*** Provided text ***

This marks the first emergency rate cut by the country’s central bank since the last 2008-2009 financial crisis and is part of a coordinated government-wide response to respond to a slowdown that threatens to drive the nation’s economy into a recession. Morneau announced he would deliver a fiscal stimulus package next week that will include an additional $10 billion (US$7.1 billion) in new funding to the country’s two business financing agencies – the Business Development Bank of Canada and Export Development Canada.

IMPACT: The BOC’s move is consistent with expectations. Hence, the Loonie did not respond with a collapse in price. With oil being pinned at such low levels due to a supply glut out of the Middle-East, more headwinds will be coming for the oil dependent Canadian economy and coupled with possible border closure with the U.S., the Loonie may have much lower to go from here as the world’s “most steadfast” central bank capitulates to join the rest of its counterparts in a race to zero. 

 

FED SLASHES RATES IN EMERGENCY COVID-19 MOVE

With panic buying on Main Street and fear-driven sell-offs on Wall Street, the U.S. Federal Reserve cut interest rates to near-zero on Sunday in another emergency move to help shore up the U.S. economy amid the rapidly escalating global coronavirus pandemic. For the second time since the financial crisis of 2008, the Fed cut rates at an emergency meeting, aiming for a target range of 0% to 0.25% to help put a floor under a rapidly disintegrating global economy.

“We really are going to use our tools to do what we need to do here,” Powell said, adding that the Fed has gone in “strong” and could increase bond-buying and use other tools to support market functioning and the flow of credit, what he called the Fed’s “most important” function. A broader set of Fed powers, including direct lending to financial firms, remains at the Fed’s disposal, and Powell said the central bank would not hesitate to use them if needed.

IMPACT: The old playbook is breaking down, with markets puking back at the Fed after the rate cut to near-zero. This is the Fed’s bazooka. It also means that after this, the Fed – which just cut rates to zero and launched QE5 – is now out of ammo, as Powell will have to cut rates to negative next and/or buy stocks outright for further monetary stimulus, something that would require the permission of Congress. And since that is unlikely absent a total collapse in the financial system, we are now down to fiscal stimulus. Today’s emergency meeting was in lieu of Wednesday’s meeting. 

DAY AHEAD

As the Covid-19 pandemic continues to wreak economic havoc across the globe, the pressure is on central banks to provide more stimulus amid the fast deteriorating outlook. The BoJ will be a more interesting one, however, as, although some action is certain, investors aren’t quite sure what form it will take. BoJ will be having an emergency meeting later at noon today. One central bank that is less likely to announce any change in policy is the Swiss National Bank, despite the Franc’s recent appreciation.

 

SENTIMENT

OVERALL SENTIMENT: 

You know things are really bad when the Fed cut 100bp 3 days ahead of their scheduled meeting after an emergency cut of 50bp just two weeks ago and the S&P 500 index futures spiked briefly (+0.04%) on Asian open but hit the 5% limit down barrier seconds after. If you are long risk assets, and the Fed just threw everything including the kitchen sink at it, and yet stocks are down – What do you do now?

FX


STOCK INDICES


TRADING TIP

What comes after the kitchen sink?

Everything the market hoped the Fed would do, has now been done. In an emergency meeting on Sunday, the Fed threw everything they had including the kitchen sink at the fear monster in an effort to soothe the market. Emergency rate cuts, bond buying, reassurance that they are willing to do whatever they can to help the market and yet, stocks sold off with barely a blip higher. 

Volatility is extremely high, confusion reigns and uncertainty is now a way of life. In times of uncertainty, many subscribed positions will get unwound regardless of fundamentals. Volatility is only high relative to recent history and yet, is it really high given the unprecedented situation that the world is facing now? 

Size your risk appropriately and tread carefully.

*** Record excerpts ***

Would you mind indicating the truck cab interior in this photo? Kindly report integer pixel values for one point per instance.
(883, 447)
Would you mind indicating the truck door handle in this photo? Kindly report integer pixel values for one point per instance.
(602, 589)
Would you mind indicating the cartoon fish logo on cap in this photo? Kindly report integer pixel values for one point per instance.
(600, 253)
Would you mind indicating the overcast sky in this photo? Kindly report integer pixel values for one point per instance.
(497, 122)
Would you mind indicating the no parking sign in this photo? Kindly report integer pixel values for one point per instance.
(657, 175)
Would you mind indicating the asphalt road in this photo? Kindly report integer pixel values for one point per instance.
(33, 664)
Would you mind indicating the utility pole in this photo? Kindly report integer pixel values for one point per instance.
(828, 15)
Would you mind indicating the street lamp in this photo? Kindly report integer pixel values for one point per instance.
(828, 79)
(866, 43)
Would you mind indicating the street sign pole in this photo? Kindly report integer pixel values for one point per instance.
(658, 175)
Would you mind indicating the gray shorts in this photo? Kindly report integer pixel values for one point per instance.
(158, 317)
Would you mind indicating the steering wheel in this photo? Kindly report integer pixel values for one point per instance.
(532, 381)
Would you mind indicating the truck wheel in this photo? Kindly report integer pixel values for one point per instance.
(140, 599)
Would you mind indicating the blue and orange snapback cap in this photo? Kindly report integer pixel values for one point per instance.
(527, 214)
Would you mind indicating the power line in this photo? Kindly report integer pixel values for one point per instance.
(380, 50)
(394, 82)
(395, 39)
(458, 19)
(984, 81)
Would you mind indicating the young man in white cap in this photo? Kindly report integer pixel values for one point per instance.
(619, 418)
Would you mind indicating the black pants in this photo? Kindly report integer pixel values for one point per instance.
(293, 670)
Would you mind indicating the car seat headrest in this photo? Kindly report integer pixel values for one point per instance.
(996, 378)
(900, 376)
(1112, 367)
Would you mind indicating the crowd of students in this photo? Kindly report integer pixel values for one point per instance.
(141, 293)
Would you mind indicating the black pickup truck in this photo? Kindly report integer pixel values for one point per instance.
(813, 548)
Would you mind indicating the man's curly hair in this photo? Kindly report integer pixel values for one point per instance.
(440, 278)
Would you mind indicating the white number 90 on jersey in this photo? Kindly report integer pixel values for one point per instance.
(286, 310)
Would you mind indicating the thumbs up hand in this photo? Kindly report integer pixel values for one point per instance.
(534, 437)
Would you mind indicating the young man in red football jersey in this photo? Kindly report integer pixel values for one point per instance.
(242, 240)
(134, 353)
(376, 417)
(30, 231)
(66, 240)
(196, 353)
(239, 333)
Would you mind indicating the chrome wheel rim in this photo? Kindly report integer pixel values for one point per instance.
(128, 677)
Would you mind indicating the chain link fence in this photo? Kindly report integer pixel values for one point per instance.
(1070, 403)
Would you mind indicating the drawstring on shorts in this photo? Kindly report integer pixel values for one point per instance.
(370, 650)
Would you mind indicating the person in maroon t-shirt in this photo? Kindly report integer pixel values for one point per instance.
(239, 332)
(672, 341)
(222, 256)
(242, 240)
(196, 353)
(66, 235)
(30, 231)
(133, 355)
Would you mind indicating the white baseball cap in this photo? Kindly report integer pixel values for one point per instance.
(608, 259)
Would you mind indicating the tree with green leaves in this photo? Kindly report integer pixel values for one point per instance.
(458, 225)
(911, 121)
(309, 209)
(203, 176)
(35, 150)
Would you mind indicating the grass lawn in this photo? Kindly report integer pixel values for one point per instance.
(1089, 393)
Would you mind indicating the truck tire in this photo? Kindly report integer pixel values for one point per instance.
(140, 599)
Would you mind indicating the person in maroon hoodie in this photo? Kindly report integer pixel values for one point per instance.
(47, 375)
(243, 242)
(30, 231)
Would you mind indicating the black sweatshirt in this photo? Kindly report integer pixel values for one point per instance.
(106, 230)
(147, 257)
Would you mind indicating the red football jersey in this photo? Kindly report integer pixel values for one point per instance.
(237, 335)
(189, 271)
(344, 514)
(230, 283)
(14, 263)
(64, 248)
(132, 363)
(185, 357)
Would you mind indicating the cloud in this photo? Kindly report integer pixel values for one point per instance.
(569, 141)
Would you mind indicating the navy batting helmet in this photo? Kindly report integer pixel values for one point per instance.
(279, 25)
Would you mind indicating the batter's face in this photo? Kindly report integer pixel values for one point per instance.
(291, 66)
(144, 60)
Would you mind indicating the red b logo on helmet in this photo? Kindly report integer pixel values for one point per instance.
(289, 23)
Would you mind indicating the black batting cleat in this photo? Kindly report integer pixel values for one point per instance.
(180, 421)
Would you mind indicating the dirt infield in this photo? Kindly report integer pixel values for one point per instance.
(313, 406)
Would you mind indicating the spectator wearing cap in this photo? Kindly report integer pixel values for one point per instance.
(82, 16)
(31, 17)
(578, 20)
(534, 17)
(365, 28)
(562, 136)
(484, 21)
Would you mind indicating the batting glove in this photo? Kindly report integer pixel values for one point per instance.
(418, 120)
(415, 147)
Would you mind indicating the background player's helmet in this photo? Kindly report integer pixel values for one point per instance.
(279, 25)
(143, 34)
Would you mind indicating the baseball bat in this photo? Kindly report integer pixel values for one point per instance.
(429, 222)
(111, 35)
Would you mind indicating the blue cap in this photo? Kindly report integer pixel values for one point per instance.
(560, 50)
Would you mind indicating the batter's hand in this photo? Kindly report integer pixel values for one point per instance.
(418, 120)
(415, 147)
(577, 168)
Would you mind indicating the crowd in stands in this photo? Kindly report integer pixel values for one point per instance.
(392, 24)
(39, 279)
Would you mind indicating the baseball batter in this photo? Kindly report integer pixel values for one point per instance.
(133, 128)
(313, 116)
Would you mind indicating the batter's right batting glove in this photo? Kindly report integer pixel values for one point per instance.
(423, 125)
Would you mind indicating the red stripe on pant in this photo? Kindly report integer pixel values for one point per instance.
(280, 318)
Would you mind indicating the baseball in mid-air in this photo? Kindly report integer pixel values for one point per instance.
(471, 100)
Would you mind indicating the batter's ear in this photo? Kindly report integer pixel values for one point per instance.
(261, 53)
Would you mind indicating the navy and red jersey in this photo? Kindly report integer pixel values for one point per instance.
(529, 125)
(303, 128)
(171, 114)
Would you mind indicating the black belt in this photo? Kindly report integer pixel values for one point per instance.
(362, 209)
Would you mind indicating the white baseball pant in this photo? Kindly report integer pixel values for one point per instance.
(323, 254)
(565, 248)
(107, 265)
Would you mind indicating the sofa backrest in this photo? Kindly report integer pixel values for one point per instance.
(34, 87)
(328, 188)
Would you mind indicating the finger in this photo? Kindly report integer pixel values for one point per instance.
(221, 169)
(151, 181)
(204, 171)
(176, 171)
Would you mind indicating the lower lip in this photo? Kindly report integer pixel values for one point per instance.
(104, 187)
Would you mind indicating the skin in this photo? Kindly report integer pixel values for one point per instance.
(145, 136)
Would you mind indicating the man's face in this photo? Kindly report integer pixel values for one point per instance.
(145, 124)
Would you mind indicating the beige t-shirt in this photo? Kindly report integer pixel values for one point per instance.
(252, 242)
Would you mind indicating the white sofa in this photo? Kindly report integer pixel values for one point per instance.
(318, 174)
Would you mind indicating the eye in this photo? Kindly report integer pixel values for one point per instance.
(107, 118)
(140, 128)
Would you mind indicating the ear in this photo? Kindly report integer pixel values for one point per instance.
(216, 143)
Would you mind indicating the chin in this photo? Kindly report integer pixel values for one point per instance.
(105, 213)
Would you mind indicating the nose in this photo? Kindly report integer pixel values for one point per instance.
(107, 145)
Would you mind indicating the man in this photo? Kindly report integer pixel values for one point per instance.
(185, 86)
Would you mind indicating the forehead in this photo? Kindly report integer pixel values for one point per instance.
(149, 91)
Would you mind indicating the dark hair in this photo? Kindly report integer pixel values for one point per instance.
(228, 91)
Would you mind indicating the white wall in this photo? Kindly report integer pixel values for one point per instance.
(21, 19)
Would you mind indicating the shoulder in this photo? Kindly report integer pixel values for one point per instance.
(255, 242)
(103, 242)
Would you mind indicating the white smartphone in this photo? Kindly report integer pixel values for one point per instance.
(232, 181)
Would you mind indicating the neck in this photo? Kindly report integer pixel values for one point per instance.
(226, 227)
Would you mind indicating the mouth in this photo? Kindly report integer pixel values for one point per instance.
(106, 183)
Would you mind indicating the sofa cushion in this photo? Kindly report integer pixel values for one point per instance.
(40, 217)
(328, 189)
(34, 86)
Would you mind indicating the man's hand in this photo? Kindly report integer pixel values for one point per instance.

***

### Task item A:
What target range for interest rates did the Fed aim for at its emergency meeting, according to the market commentary?
### Task item B:
From the market commentary, output the part that opens with the words containing "This marks the" and closes with "Export Development Canada.".
The records come from a different source than the market commentary.

### Written reply A:
0% to 0.25%

### Written reply B:
This marks the first emergency rate cut by the country’s central bank since the last 2008-2009 financial crisis and is part of a coordinated government-wide response to respond to a slowdown that threatens to drive the nation’s economy into a recession. Morneau announced he would deliver a fiscal stimulus package next week that will include an additional $10 billion (US$7.1 billion) in new funding to the country’s two business financing agencies – the Business Development Bank of Canada and Export Development Canada.